C’est ainsi que la haute bourgeoisie se préparait de jour en jour au rôle qu’un avenir prochain lui destinait. Elle était tout, et elle n’était encore rien comme pouvoir public. Les femmes le sentaient autant que leurs maris.

Leur éducation les avait avant tout disposées à la vie de famille. Elles avaient, en province plus qu’à Paris, reçu une instruction sévèrement religieuse, mais d’une pratique raisonnable. Sans doute, le règlement des classes de Port-Royal qu’avait rédigé Jacqueline Pascal, sœur Sainte-Euphémie, n’était plus pratiqué dans les couvens. L’esprit janséniste avait cependant survécu dans les habitudes domestiques. On habituait les jeunes filles au sérieux ; on les façonnait au respect, et d’abord au respect d’elles-mêmes ; les actes de dévotion n’étaient pas multipliés ; ils paraissaient trop graves pour être accomplis sans trouble de conscience. Les parens n’aspiraient pas à ce qu’il fût donné aux filles des connaissances étendues ; un fort enseignement, fondé sur la morale chrétienne, semblait suffisant pour former leur bon sens et leur raison. La mère de famille, dans la haute bourgeoisie, était préparée à avoir l’autorité. Par l’effet du caractère et de la dignité de la vie, l’ascendant se maintenait jusque dans la vieillesse. Les femmes étaient les égales de leurs maris, quand elles ne leur étaient pas supérieures par la force d’âme. Elles possédaient donc les qualités essentielles pour bien élever les enfans et elles ne les abandonnaient pas aux mains des serviteurs, comme faisait la noblesse.

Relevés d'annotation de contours
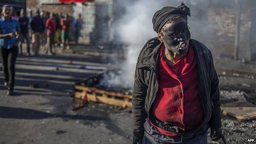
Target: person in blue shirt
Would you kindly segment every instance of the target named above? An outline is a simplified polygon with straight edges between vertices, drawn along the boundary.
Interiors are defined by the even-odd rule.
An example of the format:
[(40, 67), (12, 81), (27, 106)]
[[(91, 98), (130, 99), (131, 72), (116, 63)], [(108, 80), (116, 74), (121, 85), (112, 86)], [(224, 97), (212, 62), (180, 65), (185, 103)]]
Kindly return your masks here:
...
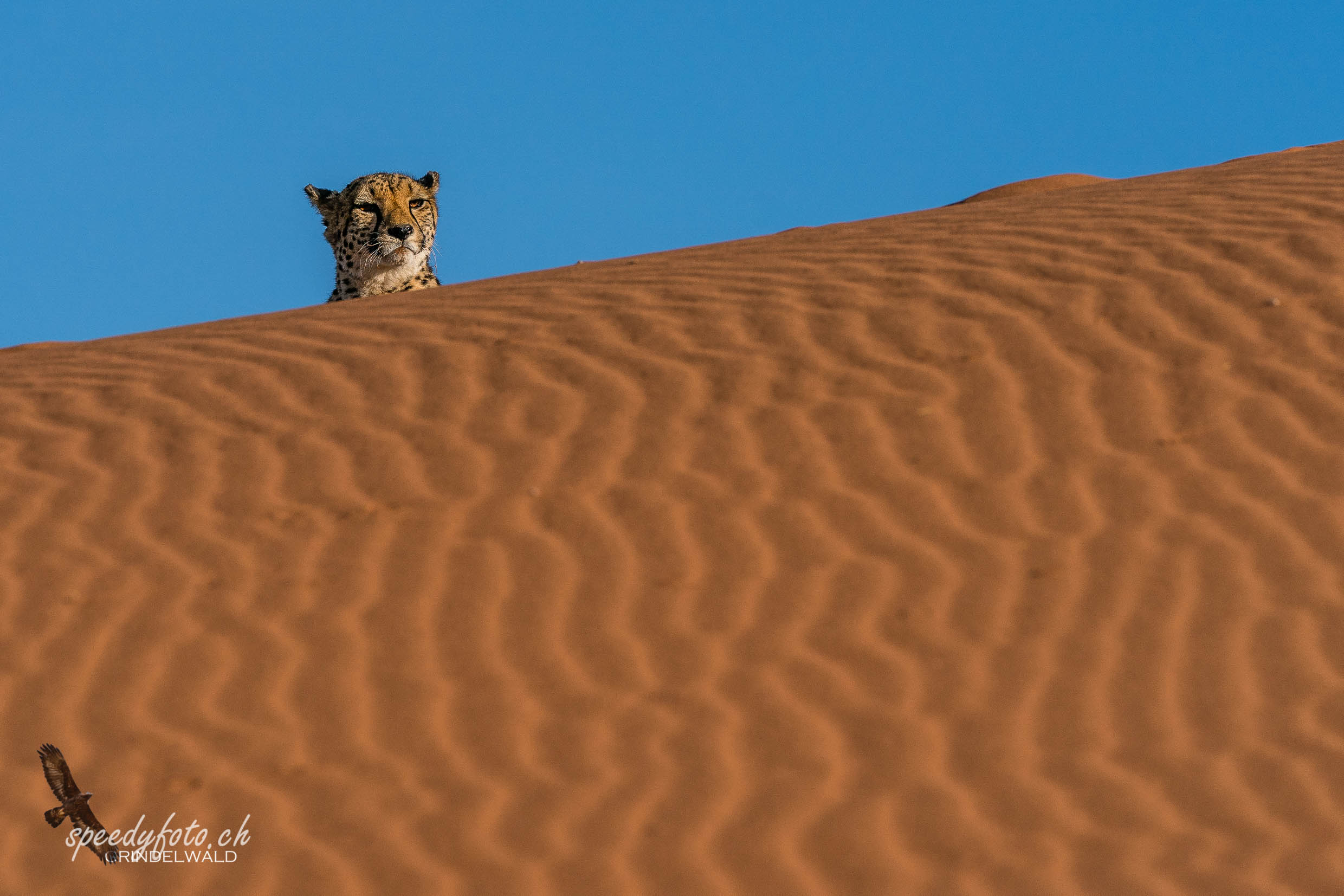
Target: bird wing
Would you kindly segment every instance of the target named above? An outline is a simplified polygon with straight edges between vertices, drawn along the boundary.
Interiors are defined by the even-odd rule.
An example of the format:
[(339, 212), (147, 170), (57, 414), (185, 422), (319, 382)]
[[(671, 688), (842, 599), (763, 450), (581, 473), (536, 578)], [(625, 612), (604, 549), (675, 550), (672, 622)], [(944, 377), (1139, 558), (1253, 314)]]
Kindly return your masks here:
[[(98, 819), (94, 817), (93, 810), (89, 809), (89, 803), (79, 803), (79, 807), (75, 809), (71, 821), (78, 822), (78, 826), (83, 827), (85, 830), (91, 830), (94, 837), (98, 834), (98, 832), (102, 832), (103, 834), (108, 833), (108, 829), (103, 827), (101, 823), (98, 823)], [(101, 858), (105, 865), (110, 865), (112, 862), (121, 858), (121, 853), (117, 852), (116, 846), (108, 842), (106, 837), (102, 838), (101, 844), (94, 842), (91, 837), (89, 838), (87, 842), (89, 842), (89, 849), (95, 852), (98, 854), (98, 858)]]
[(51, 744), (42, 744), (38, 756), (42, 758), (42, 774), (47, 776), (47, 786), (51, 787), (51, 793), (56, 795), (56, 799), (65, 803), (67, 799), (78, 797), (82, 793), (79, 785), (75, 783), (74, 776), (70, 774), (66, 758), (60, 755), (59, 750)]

### Votre objectif
Dans l'extrait sur l'éducation des femmes de la haute bourgeoisie, recopiez tout le passage qui va de « C’est ainsi que » jusqu'à « que leurs maris. ».

### Réponse complète
C’est ainsi que la haute bourgeoisie se préparait de jour en jour au rôle qu’un avenir prochain lui destinait. Elle était tout, et elle n’était encore rien comme pouvoir public. Les femmes le sentaient autant que leurs maris.